• RECORDED INFORMATION
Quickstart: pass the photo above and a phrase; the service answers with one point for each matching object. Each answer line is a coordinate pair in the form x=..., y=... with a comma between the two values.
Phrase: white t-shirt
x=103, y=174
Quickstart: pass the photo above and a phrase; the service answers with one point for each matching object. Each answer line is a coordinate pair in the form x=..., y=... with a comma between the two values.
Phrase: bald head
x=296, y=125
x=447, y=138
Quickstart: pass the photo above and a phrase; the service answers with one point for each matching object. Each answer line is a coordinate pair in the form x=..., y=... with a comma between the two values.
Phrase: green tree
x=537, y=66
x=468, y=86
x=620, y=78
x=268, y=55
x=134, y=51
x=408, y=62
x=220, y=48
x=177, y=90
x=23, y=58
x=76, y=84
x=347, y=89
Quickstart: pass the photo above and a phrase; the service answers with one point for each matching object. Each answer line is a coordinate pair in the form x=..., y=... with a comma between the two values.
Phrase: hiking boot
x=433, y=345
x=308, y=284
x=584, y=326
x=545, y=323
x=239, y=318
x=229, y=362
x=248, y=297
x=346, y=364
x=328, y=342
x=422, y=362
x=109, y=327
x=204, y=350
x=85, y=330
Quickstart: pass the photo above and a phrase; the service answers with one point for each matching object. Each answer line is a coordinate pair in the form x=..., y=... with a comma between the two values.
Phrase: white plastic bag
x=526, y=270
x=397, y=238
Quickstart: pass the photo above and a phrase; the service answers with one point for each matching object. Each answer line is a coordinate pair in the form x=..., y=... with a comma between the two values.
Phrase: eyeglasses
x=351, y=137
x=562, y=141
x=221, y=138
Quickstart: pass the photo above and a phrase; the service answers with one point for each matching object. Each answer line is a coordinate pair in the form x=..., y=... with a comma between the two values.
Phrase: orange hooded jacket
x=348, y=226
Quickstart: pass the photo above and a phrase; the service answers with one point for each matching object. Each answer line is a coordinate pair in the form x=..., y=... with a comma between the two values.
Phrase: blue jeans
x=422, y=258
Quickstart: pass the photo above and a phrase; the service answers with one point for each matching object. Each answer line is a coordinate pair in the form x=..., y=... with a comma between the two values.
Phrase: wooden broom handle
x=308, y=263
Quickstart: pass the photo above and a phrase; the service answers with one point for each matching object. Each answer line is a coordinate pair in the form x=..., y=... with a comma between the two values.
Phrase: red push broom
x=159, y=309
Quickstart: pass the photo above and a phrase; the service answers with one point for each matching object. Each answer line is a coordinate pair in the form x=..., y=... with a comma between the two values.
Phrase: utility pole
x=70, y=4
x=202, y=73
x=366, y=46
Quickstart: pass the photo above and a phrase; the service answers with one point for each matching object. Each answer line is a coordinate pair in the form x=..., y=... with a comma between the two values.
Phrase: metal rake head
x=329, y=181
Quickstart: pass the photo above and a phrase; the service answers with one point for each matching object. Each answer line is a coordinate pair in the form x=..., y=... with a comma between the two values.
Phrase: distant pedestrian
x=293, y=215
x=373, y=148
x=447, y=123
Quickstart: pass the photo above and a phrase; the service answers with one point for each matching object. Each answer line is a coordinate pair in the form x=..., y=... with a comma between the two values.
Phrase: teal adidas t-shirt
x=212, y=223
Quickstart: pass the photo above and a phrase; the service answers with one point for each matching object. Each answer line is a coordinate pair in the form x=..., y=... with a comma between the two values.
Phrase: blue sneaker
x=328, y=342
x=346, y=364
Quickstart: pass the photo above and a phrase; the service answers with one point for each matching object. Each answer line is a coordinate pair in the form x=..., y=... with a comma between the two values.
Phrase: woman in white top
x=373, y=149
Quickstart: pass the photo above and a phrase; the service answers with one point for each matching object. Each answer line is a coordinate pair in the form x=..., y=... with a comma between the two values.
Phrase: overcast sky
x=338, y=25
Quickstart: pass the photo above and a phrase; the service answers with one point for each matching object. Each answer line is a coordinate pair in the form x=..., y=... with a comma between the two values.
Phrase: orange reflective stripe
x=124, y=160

• AIM
Reproduce every entry above verbatim, keeping each line unchanged and in its original order.

• EXERCISE OUTPUT
Quickstart: pass the photo above and a phrase; the service answers with one point for each matching object. Each answer line is a coordinate pair in the form x=..., y=... with a comma between the two values.
Phrase: white t-shirt
x=103, y=174
Quickstart: pass the photo above and a phrase; the service answers with one point for each matching object. Each answer line is a coordinate pair in the form x=..., y=... with a comma between the two values.
Phrase: bald head
x=296, y=125
x=447, y=138
Quickstart: pass the photo above and a phrase; the service answers with one point for each matching object. Each answer line is a coordinate pair in the form x=..., y=... with a comma between the two values.
Phrase: green tree
x=537, y=66
x=468, y=86
x=620, y=78
x=268, y=55
x=134, y=51
x=408, y=62
x=220, y=48
x=177, y=90
x=23, y=58
x=76, y=84
x=347, y=89
Quickstart: pass the photo above and a phrase; the service answers with one point for each matching object. Each answer line is a coordinate pair in the form x=..., y=... with a comma between the two values.
Phrase: hiking boot
x=433, y=345
x=308, y=284
x=584, y=326
x=545, y=323
x=239, y=318
x=229, y=362
x=248, y=297
x=346, y=364
x=328, y=342
x=422, y=362
x=109, y=327
x=204, y=350
x=85, y=330
Quickstart: pass the photo above and a phrase; the service answers with one point for each matching object. Each answer line is a coordinate pair in the form x=..., y=... with a comma between the two values.
Phrase: white plastic bag
x=526, y=270
x=397, y=238
Quickstart: pass the photo above and a phrase; the service answers with one point for each matching object. Each answer line is a coordinate pair in the form x=..., y=... with a comma between the two values.
Phrase: eyeglasses
x=351, y=137
x=562, y=141
x=221, y=138
Quickstart: pass the photo above and a phrase; the service answers with one point for each matching object. Each answer line is a coordinate pair in the form x=..., y=... with a comma between the two values.
Phrase: orange hooded jacket
x=348, y=226
Quickstart: pass the photo above and a phrase; the service answers with one point for each matching object. Each answer line is a coordinate pair in the form x=..., y=... with a comma between the two values.
Phrase: blue jeans
x=422, y=258
Quickstart: pass the photo above and a phrase; the service answers with one point for each matching object. Each answer line is a coordinate pair in the form x=..., y=... with a comma between the two values.
Phrase: wooden broom handle
x=308, y=263
Quickstart: pass the photo above and a phrase; the service answers with one point for each matching object. Each answer line is a coordinate pair in the form x=..., y=... with a comma between the two values.
Phrase: red push broom
x=159, y=309
Quickstart: pass the photo above and a phrase; the service answers with one point for each matching object. Each answer line is a coordinate pair in the form x=..., y=... with a comma between the two values.
Phrase: utility pole
x=70, y=4
x=202, y=73
x=366, y=46
Quickstart: pass the photo above and a phrase; the service answers with one point for each matching object. Each answer line is a coordinate pair in the form x=..., y=... with a comma between the two values.
Phrase: metal rake head
x=329, y=181
Quickstart: pass the photo above and a phrase; the service answers with one point for each matching object. Each answer line is a coordinate pair in the form x=..., y=... with a comma between the two values.
Phrase: distant pedestrian
x=293, y=215
x=373, y=148
x=447, y=123
Quickstart: pass the photo above and a phrase; the service answers with one point for each matching object. Each answer line is a coordinate pair in the form x=..., y=... with a comma between the two values.
Phrase: teal adidas t-shirt
x=212, y=223
Quickstart: pass the photo above and a phrase; the service answers with one point for each matching object. Each answer line is a coordinate pair in the form x=..., y=... with a comma between the two values.
Phrase: blue sneaker
x=328, y=342
x=346, y=364
Quickstart: pass the photo above and a phrase; the service answers with one point for each matching object. Each answer line is a coordinate pair in the form x=..., y=... with a comma between the two values.
Phrase: woman in white top
x=373, y=149
Quickstart: pass the photo above and a phrase; the service answers with one point for each matching object. Each answer line is a coordinate pair in the form x=..., y=... with a comma between the two values.
Phrase: overcast sky
x=338, y=25
Quickstart: pass the photo above and a phrase; the service answers with one point for each matching object. Each answer line is a coordinate pair in the form x=..., y=... with a comma between the two values.
Phrase: orange reflective stripe
x=124, y=160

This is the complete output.